▶ [Task directions] Rewrite everything from the start of the rows down to the line containing "box: [201, 0, 220, 20]", swapping "rough mask" for "coarse mask" and leaving all else unchanged. Omit the pictures.

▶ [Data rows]
==============================

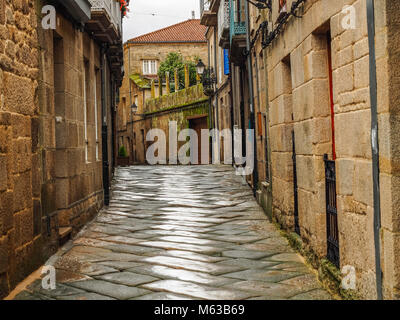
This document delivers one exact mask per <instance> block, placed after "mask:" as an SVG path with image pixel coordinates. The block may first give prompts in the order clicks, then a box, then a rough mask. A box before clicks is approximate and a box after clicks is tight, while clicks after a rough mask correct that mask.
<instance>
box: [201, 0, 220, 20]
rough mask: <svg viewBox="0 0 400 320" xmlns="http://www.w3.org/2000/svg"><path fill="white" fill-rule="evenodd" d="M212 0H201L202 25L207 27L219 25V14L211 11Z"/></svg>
mask: <svg viewBox="0 0 400 320" xmlns="http://www.w3.org/2000/svg"><path fill="white" fill-rule="evenodd" d="M212 3H213V1H212V0H200V19H201V20H200V23H201V24H202V25H205V26H212V25H216V24H217V13H216V12H212V11H211V4H212Z"/></svg>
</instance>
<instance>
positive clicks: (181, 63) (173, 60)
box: [158, 52, 199, 92]
mask: <svg viewBox="0 0 400 320" xmlns="http://www.w3.org/2000/svg"><path fill="white" fill-rule="evenodd" d="M198 61H199V58H198V57H194V58H193V60H184V58H183V56H182V54H180V53H179V52H170V53H169V54H168V55H167V57H166V58H165V60H164V61H163V62H161V64H160V67H159V69H158V75H159V76H160V77H162V78H163V79H165V77H166V74H167V72H169V75H170V80H171V91H173V92H175V91H177V90H175V70H176V69H177V70H178V78H179V88H178V90H181V89H183V88H185V64H188V66H189V83H190V86H193V85H195V84H196V64H197V62H198Z"/></svg>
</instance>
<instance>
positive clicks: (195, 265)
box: [16, 166, 330, 300]
mask: <svg viewBox="0 0 400 320" xmlns="http://www.w3.org/2000/svg"><path fill="white" fill-rule="evenodd" d="M302 261H303V260H302V258H301V257H300V256H299V255H298V254H296V253H295V252H294V251H293V250H292V249H291V248H290V247H289V245H288V243H287V241H286V240H285V239H284V238H283V237H282V236H281V235H280V234H279V232H278V231H277V230H276V229H275V227H274V226H273V225H272V224H271V223H270V222H269V221H268V220H267V218H266V216H265V215H264V213H263V211H262V209H261V208H260V207H259V205H258V204H257V203H256V201H255V200H254V198H253V196H252V192H251V190H250V188H249V187H248V186H247V184H246V183H245V182H244V180H243V178H242V177H240V176H236V175H235V174H234V171H233V169H232V168H231V167H229V166H192V167H190V166H179V167H176V166H174V167H167V166H159V167H150V166H137V167H129V168H118V169H117V171H116V177H115V182H114V186H113V197H112V201H111V203H110V206H109V207H108V208H104V209H103V210H102V211H101V212H100V214H99V215H98V217H97V218H96V219H95V221H93V222H92V223H90V224H88V225H87V227H85V229H83V230H82V231H81V232H80V233H79V234H78V236H77V237H75V239H74V240H71V241H69V242H68V243H67V244H66V245H65V246H64V247H63V248H62V249H61V250H60V251H59V252H58V253H57V254H56V255H55V256H53V257H52V258H51V259H50V260H49V263H50V264H53V265H55V266H56V272H57V288H56V289H55V290H51V291H48V290H44V289H42V286H41V280H36V281H35V282H33V283H32V284H31V285H29V286H28V287H27V290H25V291H23V292H21V293H20V294H18V295H17V296H16V299H60V300H71V299H72V300H76V299H77V300H86V299H88V300H89V299H122V300H125V299H161V300H163V299H221V300H227V299H265V300H270V299H330V295H329V294H328V293H327V292H326V291H325V290H323V289H322V288H321V286H320V284H319V283H318V281H317V280H316V277H315V275H314V274H313V273H311V271H310V270H309V269H308V268H307V267H306V265H305V264H304V263H303V262H302Z"/></svg>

==============================

▶ [The completed task]
This document delivers one exact mask per <instance> block, placed after "mask:" as an SVG path with image pixel coordinates. The block may first give prompts in the order clicks, then a box, then a coarse mask. A box before clicks is approximate and a box after clicks is tight, while clicks after a coarse mask correct that mask.
<instance>
box: [201, 0, 220, 20]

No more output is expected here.